WRITTEN EXERCISE |
Format the lines from the one containing "locate the building" through the one containing "84, 20, 99, 24" as a numbered list, leaving out any blank lines.

RECORDED DATA |

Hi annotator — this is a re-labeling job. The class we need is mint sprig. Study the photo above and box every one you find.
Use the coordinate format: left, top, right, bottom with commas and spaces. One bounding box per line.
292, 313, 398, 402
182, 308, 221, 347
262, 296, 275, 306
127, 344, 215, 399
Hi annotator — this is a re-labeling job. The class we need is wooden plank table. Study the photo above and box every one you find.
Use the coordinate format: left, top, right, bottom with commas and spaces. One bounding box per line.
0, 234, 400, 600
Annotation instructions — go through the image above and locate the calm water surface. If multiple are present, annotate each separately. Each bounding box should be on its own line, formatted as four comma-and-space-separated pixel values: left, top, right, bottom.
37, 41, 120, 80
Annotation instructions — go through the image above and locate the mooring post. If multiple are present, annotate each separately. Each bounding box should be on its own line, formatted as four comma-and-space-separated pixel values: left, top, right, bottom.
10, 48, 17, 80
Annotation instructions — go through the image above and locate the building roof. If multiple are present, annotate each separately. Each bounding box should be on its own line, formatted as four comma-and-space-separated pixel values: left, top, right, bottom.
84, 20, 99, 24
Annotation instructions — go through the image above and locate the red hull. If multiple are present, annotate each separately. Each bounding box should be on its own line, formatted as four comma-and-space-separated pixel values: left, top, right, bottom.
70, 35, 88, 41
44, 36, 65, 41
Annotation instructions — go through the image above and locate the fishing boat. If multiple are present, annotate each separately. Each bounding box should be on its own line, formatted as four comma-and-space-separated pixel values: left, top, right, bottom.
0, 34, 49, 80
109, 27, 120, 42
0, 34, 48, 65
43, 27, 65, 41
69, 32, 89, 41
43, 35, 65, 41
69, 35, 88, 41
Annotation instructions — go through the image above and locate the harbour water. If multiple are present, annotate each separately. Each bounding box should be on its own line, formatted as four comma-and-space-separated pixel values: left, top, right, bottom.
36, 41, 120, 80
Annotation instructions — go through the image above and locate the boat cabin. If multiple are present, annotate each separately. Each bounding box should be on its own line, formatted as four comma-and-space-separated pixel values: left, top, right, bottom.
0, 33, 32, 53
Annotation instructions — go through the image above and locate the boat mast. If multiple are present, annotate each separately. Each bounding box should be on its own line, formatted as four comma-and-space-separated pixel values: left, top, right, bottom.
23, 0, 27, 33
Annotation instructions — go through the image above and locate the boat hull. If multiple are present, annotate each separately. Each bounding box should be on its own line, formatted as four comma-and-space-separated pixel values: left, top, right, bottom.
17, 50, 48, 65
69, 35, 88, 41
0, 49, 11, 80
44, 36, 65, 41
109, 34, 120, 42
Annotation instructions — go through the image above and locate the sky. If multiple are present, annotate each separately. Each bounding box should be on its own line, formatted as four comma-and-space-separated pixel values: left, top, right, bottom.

RESPONSE FOR THIS EXERCISE |
1. Annotation instructions — go through the image above and locate the building roof. If multiple are present, annotate each separately. Each bounding box should be on its own line, formatted as four comma-and-space-separated pixel values: left, top, right, bottom.
2. 84, 20, 99, 24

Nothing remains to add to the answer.